▶ _Source passage_:
>> BEGIN

Thursday, September 2, 2021

Hands...

 

For some unknown reason, I noticed my hands today, and … once again thought to myself how very much they are like my Mother’s hands in her later days.  It is a bit startling to see that as I somehow tend to think that I am at least forty years younger than I actually am – until I catch a glimpse of my aging self in a mirror as I walk by or if… as I just mentioned… I notice my hands for a moment. Years ago, my sister caught a glimpse of herself in her foyer mirror and thought she saw our grandmother.  She immediately made an appointment to have her hair colored. I found the whole episode hysterically funny for some reason – perhaps it was the way she was retelling it. Perhaps it was because I remember what this particular Grandma looked like – sort of scary. Oddly enough though I cannot remember this grandma’s hands.  Anyway … we all cope in different ways. I for one, tend not to look in mirrors unless it is totally unavoidable like when brushing teeth or blow-drying hair. Further… I am too lazy to do anything with the color of my hair.  It is what it is and I have other things that I am concerned about.  As far as sitting in front of a lighted mirror at a hairdresser goes -- about all I can stand is an occasional overdue haircut. But that’s just me.  At least at a hairdresser, one can tuck hands under the cape thing.

>> END

(Dataset rows)

>> BEGIN

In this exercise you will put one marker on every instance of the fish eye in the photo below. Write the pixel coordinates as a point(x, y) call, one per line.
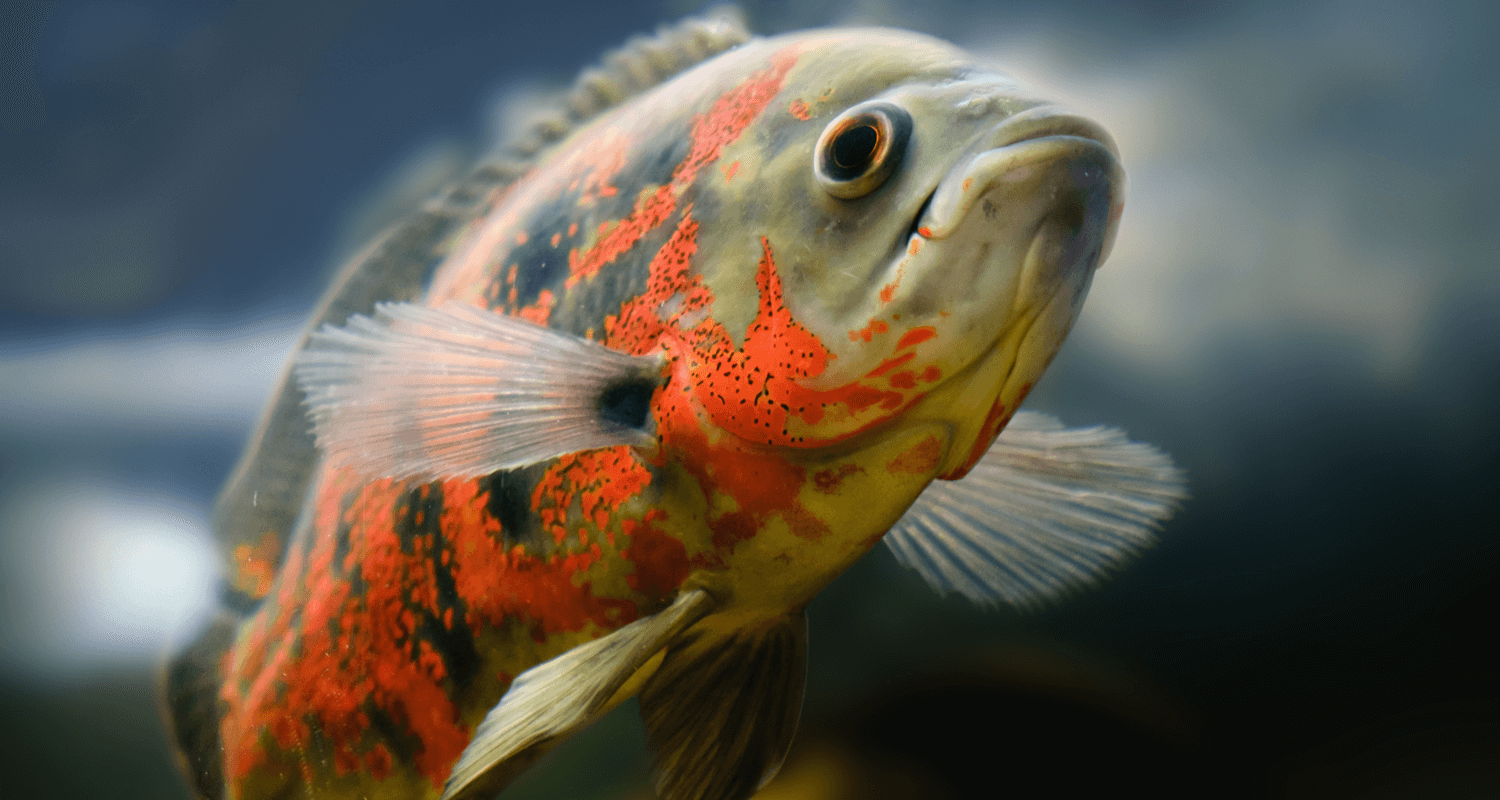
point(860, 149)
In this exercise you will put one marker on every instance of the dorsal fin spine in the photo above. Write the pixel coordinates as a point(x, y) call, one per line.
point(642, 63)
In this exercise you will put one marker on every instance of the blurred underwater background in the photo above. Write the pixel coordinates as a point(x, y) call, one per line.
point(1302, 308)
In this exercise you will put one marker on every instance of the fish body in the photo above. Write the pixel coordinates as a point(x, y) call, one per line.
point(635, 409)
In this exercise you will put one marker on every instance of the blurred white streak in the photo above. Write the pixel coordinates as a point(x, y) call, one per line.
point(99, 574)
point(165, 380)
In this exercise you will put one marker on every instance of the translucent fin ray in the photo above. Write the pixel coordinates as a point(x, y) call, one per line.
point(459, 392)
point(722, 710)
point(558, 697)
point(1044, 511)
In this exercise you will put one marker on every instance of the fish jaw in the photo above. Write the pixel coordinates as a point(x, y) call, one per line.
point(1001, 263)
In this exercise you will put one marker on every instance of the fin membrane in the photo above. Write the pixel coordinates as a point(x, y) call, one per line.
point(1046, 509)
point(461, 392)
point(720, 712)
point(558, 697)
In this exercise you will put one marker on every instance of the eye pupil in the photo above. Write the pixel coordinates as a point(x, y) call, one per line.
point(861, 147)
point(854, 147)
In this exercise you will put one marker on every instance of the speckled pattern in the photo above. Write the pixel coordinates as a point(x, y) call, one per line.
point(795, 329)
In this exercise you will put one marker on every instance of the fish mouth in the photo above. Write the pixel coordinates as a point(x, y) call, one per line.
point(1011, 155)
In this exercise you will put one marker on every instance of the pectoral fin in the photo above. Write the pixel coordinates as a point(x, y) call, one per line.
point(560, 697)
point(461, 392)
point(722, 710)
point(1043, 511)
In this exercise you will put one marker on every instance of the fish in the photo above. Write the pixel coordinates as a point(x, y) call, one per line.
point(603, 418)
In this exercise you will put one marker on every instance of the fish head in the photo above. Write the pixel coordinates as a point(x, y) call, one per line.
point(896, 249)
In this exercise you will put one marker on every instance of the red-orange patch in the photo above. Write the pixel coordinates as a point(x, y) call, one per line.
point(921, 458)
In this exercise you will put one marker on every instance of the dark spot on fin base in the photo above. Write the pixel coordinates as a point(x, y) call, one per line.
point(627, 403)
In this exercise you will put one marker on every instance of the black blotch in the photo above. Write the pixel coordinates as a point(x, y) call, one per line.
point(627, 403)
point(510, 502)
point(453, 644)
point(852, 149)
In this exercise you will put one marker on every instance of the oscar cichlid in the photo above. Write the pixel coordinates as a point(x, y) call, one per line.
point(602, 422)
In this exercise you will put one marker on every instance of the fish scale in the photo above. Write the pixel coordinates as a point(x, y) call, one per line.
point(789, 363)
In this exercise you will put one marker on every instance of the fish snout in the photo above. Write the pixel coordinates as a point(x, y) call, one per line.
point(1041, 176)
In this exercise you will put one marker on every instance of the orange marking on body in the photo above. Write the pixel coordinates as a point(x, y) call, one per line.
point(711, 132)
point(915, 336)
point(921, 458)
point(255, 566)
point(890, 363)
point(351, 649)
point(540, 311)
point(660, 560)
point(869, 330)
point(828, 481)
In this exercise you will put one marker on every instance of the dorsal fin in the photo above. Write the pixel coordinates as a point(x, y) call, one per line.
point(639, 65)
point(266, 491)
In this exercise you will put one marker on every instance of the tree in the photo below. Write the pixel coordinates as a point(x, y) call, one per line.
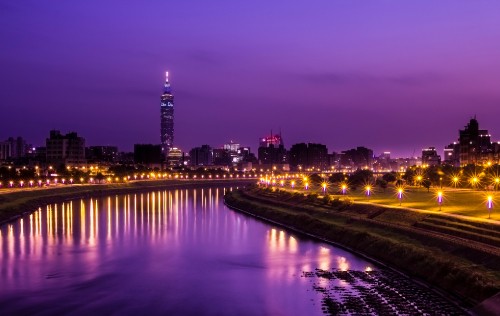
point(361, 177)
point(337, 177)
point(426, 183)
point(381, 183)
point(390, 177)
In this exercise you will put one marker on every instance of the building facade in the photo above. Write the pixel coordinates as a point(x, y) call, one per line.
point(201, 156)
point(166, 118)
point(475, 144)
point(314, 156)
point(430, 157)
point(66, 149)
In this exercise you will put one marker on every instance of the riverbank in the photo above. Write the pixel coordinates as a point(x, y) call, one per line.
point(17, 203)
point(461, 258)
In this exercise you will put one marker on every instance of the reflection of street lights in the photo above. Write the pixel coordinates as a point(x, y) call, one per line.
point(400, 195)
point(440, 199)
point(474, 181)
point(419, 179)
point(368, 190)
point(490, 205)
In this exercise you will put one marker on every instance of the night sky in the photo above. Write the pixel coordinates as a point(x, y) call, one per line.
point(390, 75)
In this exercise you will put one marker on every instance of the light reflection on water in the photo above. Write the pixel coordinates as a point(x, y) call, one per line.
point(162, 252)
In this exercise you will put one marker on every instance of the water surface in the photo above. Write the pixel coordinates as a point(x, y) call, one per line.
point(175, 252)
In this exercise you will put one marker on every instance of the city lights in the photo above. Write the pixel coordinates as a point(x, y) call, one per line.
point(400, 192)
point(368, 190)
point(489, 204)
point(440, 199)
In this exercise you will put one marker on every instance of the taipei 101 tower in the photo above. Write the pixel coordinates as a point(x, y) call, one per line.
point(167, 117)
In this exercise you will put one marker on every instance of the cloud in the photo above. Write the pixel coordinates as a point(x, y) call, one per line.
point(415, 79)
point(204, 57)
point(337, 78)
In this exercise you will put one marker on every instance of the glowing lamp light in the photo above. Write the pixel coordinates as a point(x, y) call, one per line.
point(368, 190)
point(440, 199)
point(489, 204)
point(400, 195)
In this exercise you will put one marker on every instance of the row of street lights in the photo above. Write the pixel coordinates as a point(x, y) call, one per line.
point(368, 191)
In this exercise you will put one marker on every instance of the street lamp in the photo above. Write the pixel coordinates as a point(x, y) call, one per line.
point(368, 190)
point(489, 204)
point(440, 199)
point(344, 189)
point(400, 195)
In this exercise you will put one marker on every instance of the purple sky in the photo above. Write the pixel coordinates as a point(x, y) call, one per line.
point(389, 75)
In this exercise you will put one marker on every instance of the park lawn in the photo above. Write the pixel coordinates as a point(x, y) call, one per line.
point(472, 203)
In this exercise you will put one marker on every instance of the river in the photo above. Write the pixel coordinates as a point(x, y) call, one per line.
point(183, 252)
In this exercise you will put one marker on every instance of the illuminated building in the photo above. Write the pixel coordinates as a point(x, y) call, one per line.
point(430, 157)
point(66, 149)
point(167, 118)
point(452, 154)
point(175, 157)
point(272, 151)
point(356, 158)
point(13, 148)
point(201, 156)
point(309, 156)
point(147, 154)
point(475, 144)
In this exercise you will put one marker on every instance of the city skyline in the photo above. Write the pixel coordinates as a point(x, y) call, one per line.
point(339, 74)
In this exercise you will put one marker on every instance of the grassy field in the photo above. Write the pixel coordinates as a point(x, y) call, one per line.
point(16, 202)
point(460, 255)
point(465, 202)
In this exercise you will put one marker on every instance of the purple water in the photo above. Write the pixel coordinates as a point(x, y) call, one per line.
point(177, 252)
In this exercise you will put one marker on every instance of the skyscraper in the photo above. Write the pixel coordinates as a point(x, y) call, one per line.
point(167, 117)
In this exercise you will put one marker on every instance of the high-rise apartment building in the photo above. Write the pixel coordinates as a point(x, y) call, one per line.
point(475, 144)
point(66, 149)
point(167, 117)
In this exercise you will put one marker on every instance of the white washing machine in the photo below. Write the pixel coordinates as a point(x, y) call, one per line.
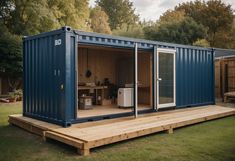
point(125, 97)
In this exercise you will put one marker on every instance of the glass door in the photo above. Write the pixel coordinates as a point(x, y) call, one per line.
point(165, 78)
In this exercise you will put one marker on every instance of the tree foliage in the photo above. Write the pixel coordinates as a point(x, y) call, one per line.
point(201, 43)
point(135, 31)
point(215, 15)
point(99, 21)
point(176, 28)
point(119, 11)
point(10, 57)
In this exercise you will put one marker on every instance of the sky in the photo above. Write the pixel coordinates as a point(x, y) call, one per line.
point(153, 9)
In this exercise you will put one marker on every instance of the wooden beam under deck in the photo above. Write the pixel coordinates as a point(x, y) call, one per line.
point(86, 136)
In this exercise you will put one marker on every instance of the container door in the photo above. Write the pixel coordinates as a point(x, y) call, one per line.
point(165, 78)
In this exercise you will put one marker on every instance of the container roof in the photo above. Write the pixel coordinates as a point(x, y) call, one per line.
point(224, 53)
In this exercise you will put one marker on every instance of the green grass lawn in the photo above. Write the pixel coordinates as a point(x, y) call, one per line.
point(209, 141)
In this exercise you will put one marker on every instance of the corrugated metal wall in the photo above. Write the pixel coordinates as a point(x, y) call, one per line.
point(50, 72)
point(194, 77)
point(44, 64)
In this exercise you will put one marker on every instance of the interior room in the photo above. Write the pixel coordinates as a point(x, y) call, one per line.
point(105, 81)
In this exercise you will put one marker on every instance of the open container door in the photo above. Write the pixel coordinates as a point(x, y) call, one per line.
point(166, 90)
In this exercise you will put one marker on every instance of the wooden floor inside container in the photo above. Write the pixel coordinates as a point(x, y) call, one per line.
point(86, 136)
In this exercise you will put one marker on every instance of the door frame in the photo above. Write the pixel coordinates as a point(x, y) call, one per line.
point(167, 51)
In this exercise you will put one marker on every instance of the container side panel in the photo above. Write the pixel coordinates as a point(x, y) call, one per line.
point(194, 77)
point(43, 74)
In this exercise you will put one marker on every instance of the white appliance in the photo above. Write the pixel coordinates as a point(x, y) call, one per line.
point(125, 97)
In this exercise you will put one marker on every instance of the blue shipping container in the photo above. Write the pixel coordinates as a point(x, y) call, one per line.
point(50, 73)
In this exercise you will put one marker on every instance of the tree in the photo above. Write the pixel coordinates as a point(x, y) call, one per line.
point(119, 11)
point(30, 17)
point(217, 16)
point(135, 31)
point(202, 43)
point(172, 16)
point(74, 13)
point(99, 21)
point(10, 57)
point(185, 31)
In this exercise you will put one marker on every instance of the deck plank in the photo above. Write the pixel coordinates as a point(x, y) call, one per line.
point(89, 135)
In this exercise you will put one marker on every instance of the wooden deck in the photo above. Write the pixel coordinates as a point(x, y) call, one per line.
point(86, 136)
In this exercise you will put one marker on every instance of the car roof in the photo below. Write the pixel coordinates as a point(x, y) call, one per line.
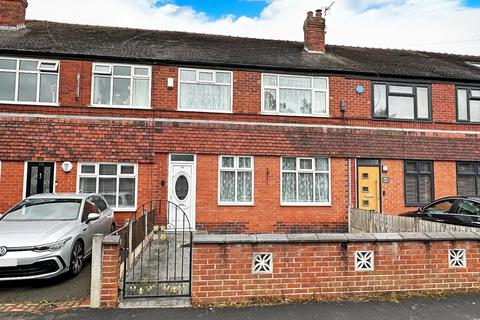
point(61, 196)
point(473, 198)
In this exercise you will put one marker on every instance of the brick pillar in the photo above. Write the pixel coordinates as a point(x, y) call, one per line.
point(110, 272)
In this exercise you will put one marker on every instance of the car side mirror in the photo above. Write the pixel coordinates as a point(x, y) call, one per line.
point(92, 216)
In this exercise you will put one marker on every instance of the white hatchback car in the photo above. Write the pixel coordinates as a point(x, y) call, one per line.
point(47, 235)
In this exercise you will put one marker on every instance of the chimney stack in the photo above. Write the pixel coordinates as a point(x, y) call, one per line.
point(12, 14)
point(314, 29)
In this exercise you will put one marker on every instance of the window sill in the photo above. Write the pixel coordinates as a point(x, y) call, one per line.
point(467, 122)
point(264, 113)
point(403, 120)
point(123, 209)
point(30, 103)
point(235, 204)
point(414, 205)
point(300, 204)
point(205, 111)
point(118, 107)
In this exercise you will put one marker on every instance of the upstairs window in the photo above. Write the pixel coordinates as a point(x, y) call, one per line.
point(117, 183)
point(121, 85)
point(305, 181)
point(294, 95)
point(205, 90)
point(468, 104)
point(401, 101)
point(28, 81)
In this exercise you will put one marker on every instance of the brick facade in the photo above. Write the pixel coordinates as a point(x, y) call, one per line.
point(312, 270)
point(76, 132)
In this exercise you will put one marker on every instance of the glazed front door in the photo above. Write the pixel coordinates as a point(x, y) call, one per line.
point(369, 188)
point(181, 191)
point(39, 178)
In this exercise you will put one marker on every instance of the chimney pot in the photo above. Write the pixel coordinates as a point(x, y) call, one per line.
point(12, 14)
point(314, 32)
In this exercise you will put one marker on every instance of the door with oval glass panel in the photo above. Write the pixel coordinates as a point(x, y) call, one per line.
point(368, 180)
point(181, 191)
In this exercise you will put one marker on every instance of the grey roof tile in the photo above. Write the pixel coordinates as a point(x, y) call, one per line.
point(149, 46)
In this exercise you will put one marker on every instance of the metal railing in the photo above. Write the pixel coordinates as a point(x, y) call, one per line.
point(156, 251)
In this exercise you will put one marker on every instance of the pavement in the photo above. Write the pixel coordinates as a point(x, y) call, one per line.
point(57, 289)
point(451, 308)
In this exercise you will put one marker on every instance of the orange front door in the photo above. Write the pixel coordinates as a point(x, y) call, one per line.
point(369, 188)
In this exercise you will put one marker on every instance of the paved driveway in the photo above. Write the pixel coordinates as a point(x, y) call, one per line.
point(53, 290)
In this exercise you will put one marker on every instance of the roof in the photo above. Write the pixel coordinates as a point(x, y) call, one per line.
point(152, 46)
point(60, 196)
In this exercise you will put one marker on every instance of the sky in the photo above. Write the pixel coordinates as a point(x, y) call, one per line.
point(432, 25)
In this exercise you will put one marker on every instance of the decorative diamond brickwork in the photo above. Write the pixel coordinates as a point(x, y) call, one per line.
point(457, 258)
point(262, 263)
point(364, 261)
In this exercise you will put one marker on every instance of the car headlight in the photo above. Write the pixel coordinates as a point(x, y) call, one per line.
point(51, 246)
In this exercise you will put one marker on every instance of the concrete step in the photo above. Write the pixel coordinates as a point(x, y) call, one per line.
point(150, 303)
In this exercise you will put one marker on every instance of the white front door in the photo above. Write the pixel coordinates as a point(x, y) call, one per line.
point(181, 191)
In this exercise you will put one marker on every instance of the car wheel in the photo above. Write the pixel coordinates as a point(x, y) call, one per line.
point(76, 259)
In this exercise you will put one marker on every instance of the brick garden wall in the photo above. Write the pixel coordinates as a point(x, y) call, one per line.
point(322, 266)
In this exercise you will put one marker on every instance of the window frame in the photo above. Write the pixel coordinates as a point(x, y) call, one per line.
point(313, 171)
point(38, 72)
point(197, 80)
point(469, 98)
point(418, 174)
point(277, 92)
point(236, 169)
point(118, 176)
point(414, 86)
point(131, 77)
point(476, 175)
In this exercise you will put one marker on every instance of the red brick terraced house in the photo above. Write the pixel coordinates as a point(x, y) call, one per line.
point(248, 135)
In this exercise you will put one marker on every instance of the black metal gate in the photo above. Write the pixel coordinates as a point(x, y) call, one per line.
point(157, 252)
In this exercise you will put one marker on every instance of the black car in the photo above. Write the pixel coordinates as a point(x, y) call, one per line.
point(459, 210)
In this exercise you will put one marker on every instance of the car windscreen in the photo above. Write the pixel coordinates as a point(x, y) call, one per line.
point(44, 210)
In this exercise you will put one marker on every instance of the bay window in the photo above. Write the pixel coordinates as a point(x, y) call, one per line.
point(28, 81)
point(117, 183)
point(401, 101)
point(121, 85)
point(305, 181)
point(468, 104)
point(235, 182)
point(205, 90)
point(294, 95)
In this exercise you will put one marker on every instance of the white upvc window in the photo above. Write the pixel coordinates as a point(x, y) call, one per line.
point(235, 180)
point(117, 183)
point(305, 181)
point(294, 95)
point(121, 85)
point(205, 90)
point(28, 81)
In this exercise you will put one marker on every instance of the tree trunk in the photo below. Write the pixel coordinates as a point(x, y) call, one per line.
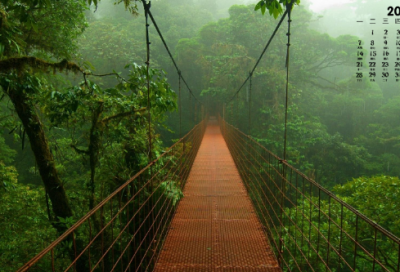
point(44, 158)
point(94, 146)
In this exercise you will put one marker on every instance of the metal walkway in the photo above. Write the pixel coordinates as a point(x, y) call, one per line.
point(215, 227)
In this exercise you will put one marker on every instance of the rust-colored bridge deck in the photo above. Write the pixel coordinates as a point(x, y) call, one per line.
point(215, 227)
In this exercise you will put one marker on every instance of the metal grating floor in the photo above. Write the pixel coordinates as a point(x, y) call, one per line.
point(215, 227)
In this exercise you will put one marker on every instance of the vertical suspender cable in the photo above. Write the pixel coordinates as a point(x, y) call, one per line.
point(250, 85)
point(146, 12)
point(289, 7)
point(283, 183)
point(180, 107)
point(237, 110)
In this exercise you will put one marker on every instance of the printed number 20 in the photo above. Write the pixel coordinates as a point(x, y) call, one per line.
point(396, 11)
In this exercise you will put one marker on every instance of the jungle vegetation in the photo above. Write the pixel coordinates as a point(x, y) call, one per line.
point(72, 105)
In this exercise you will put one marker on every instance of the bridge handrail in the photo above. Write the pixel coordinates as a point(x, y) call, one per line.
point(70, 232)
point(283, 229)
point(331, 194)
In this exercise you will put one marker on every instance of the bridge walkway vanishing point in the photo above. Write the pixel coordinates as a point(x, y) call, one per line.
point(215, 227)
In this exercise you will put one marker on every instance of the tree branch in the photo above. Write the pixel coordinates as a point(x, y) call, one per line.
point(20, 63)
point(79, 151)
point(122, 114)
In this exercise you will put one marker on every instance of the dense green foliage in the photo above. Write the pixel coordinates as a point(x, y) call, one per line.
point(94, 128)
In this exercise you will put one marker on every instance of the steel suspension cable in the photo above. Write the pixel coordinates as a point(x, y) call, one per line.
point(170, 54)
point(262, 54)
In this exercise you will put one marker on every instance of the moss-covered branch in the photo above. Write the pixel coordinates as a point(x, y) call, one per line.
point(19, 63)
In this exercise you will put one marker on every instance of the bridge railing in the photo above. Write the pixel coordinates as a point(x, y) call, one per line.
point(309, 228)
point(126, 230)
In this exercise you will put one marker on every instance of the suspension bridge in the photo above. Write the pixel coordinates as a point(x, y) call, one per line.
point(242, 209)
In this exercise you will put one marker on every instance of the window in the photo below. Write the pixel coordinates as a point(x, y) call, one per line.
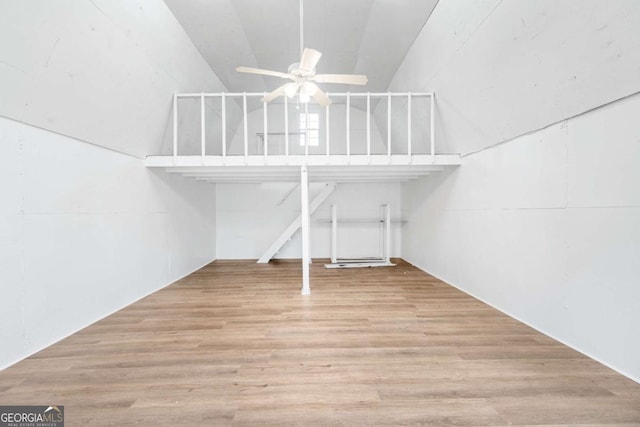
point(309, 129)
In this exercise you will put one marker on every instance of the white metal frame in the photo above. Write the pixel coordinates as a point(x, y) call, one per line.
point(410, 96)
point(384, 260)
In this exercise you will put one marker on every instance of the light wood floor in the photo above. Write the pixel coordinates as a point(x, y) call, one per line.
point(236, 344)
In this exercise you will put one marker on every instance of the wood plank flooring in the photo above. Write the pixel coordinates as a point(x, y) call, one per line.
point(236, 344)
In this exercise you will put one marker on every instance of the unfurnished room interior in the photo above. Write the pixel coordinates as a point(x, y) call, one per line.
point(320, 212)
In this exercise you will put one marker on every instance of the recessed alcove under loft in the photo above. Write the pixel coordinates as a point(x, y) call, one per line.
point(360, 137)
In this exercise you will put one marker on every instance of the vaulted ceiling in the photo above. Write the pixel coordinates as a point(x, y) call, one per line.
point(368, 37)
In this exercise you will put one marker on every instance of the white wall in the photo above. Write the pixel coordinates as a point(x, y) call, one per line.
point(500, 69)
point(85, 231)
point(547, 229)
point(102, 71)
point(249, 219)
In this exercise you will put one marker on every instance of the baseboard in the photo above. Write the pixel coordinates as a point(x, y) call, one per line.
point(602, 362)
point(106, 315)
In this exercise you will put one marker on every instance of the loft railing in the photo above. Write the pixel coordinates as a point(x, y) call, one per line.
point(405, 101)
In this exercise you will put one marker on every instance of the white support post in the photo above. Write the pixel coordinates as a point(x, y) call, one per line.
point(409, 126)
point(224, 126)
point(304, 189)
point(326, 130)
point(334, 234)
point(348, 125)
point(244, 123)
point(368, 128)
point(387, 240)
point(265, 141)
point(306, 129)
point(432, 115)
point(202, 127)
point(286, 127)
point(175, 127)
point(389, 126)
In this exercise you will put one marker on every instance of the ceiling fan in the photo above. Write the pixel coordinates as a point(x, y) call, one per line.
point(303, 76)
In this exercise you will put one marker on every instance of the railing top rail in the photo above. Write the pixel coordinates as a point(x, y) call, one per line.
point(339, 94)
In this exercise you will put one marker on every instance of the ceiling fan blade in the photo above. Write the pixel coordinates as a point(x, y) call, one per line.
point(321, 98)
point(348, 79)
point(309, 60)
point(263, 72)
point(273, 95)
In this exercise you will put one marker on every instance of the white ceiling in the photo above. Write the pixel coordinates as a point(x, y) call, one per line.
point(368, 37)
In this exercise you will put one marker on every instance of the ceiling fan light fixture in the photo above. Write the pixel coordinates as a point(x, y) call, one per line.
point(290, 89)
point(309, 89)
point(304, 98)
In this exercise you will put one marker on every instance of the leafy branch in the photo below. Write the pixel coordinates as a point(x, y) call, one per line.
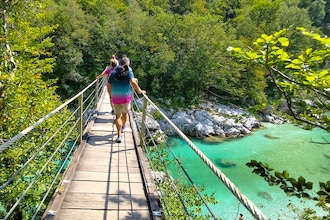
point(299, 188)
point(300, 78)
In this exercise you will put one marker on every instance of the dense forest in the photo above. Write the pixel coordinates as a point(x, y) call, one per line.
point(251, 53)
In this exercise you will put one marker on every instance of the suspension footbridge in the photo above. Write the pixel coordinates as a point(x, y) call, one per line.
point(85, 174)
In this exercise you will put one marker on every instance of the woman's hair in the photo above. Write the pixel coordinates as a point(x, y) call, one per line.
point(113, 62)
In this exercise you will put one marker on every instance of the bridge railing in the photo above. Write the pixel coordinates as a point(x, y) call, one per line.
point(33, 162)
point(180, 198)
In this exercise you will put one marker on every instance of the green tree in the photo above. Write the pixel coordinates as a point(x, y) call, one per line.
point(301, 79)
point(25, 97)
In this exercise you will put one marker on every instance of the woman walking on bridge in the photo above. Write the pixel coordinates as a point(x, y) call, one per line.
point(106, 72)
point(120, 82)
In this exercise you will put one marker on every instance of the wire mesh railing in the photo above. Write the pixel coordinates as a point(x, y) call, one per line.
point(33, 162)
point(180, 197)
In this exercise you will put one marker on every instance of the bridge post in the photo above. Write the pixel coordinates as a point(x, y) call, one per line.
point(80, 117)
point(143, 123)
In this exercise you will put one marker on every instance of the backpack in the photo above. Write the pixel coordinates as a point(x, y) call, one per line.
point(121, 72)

>> END

▶ _What is expected_: In the blog post about hands, what did the writer's sister do right after glimpsing herself in her foyer mirror and thinking she saw their grandmother? Rely only on the blog post about hands when responding.

▶ _Full output_: She immediately made an appointment to have her hair colored.